AIM 1: Print the passage of the article on data and Science of Reading change management between "That’s why data" and "well-executed and effective.", inclusive.
AIM 2: According to the article on data and Science of Reading change management, what position does Sara Thornton hold?
AIM 3: Pick up the article on data and Science of Reading change management after its last sentence and keep writing it.

EXCERPTED PASSAGE:
Change management with the Science of Reading: Data is your compass

We have tons of data about teaching kids to read. Here’s how to use it to drive long-term change.

By Amplify Staff | May 20, 2024

We know how children learn to read, and we know how to teach children to read—all thanks to the Science of Reading. That’s why it’s so important to use literacy programs grounded in data. But we also know that the process of shifting to data-supported literacy instruction is a whole science unto itself!

Fortunately, we know not only how to use data to drive instruction, but also how to use it to manage and drive successful educational change. In this post, we’ll explore the role data can play in implementing a new curriculum, which data to study at each phase of integration, and which assessments you can use to capture the data you need.

The power of data-based instruction and change management

“The Science of Reading represents a big shift in what folks are doing,” says Sara Thornton, a reading interventionist with Denver Public Schools in Colorado.

“It’s a shift at the teacher level, it’s a shift at the school level, and it’s a shift at the district level. It takes a whole system.”

—Sara Thornton

That’s why data is crucial.

To successfully navigate this seismic a shift, you need to anchor yourself in all kinds of data: literacy data, professional practice data, implementation data, and student performance data.

This data allows you to personalize instruction, track development, and evaluate your teaching strategies at the classroom level—and your implementation at the school or district level. It also guides decision-making, ensuring that your new curriculum is not just well-intended, but well-executed and effective.

Using data to drive instruction, implementation, and more

Here we’ll give you a glimpse at the types of data that can guide you through each stage of change.

Stage 1: Exploration. This is where stakeholders gather information, make the case for change, and begin to build buy-in.

To guide your efforts, you’ll need to collect the following types of data:

  • Baseline literacy data that shows where students are starting from, specifically in these foundational skills: phonemic awareness, phonics, fluency, vocabulary, and comprehension.
  • Professional practice data to help you gauge educators’ current methods and understanding around the Science of Reading. This data can come from knowledge surveys, classroom observation forms, and more.
  • Resource analysis data to help you understand the instructional tools you’ll need, in the context of relevant budget constraints.

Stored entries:
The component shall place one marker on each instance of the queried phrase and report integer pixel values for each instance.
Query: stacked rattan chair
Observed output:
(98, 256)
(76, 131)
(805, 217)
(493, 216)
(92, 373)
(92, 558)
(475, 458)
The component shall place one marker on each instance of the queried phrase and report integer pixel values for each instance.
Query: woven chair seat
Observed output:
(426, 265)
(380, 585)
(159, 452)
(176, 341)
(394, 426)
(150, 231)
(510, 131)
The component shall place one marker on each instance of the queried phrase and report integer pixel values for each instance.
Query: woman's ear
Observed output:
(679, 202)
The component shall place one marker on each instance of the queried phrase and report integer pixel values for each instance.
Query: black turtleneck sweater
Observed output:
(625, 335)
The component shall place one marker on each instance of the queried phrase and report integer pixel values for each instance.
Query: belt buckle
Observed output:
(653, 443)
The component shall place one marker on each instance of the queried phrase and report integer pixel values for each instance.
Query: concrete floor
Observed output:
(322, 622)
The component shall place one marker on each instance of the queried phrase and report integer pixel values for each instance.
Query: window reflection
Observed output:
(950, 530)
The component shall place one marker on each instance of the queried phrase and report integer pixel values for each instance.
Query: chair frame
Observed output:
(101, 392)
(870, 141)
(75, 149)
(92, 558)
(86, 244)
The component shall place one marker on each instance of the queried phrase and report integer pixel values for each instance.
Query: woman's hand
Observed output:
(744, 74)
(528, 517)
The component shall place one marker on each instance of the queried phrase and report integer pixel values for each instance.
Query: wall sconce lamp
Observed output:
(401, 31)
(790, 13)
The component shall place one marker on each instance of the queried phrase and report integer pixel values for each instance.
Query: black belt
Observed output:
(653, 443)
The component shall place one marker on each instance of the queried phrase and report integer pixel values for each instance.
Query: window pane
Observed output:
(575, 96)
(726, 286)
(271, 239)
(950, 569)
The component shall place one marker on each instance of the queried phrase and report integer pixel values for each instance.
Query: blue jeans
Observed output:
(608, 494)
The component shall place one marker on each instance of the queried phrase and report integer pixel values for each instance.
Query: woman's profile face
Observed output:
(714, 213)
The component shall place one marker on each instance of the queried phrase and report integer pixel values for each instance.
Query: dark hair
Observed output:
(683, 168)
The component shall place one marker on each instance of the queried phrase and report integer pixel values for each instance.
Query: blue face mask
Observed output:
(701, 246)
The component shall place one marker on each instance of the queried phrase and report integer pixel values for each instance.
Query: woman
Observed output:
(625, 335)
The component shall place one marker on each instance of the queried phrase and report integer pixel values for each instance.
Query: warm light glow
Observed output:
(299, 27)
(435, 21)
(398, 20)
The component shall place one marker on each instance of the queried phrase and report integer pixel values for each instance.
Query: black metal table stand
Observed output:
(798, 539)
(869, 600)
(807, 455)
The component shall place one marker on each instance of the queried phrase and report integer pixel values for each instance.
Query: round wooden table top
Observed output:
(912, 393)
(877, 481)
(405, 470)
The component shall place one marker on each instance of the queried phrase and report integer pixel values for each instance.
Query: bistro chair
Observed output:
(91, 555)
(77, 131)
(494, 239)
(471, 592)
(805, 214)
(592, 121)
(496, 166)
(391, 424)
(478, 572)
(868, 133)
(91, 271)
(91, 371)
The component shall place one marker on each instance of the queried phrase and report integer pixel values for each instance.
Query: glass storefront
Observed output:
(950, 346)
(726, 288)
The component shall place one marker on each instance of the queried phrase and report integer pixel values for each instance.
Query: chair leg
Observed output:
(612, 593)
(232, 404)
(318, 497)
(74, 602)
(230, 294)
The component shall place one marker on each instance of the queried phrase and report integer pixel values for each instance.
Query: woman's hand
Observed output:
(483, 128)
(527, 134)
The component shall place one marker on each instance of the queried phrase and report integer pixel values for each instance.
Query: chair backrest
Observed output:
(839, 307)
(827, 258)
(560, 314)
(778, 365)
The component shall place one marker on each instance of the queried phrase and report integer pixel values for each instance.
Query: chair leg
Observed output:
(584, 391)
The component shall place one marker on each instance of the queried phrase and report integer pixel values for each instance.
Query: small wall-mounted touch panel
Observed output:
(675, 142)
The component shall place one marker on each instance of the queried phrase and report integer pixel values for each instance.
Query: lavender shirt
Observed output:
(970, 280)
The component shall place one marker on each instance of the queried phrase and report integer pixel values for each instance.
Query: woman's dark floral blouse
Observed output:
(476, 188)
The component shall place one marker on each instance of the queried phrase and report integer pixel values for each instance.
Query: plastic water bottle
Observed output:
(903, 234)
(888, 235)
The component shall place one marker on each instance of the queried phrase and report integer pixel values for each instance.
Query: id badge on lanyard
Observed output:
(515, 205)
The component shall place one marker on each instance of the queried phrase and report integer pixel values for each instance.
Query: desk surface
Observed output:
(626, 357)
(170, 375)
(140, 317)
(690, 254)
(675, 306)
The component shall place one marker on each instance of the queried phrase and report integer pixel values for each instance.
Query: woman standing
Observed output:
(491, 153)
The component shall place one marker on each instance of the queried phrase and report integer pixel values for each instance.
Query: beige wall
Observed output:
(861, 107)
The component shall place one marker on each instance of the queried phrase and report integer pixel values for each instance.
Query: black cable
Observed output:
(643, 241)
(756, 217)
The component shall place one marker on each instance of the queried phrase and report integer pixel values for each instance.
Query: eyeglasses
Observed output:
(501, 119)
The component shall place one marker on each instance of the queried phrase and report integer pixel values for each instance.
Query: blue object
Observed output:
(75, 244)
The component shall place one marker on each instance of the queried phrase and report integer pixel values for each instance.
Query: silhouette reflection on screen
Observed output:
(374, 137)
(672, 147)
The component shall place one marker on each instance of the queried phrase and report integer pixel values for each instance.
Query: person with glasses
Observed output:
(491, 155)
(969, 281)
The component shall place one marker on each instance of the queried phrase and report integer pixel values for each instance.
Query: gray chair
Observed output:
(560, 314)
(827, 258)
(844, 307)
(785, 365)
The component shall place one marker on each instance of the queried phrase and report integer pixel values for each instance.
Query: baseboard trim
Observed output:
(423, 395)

EXERCISE ANSWER 1:
That’s why data is crucial.

To successfully navigate this seismic a shift, you need to anchor yourself in all kinds of data: literacy data, professional practice data, implementation data, and student performance data.

This data allows you to personalize instruction, track development, and evaluate your teaching strategies at the classroom level—and your implementation at the school or district level. It also guides decision-making, ensuring that your new curriculum is not just well-intended, but well-executed and effective.

EXERCISE ANSWER 2: She is a reading interventionist with Denver Public Schools in Colorado.

EXERCISE ANSWER 3:
Stage 2: Adoption. At this stage, you and your teams will evaluate, purchase, and pilot programs aligned with Science of Reading standards. We recommend tracking the following essential data measures alongside rubric-based resource evaluations:

  • Literacy skill acquisition data such as unit tests, universal screening assessments, and formative daily/weekly assessments that will help you gauge the effectiveness of your piloted program.
  • Stakeholder feedback that reflects the school community’s response to the program such as surveys; interviews; and conversations with teachers, family members, and district-level educators.
  • Usage data, which is readily available in curricular resources with digital components, e.g. How are teachers and students using the program? How often do they log on, access given resources, etc.?

Stage 3: Initial implementation. Here, the newly adopted resources are in place and teachers begin to shift their practices. The right data in this phase will help you monitor the fidelity of implementation and track student growth. The following types of data are key:

  • Instructional practice and delivery data such as lesson plan analyses, observation, usage logs, and more to show how classrooms are applying the new curriculum and practices.
  • Student performance outcomes to measure student mastery. Data types include formative and summative unit assessments and progress monitoring.

Stages 4–5: Full operation, innovation, and sustainability. Here’s where you see the Science of Reading come to fruition, and where you build systems to maintain student growth. The data collected in earlier stages remains essential for guiding you through these final phases. It will serve as a touchstone as you gather and analyze additional data to help you make regular adjustments and modifications to your programs. We recommend continuing to monitor student progress, deepen your growing knowledge base—and celebrate how far your whole community has come.

More to explore

For more information, check out our comprehensive guides to literacy change management and the data that will guide you!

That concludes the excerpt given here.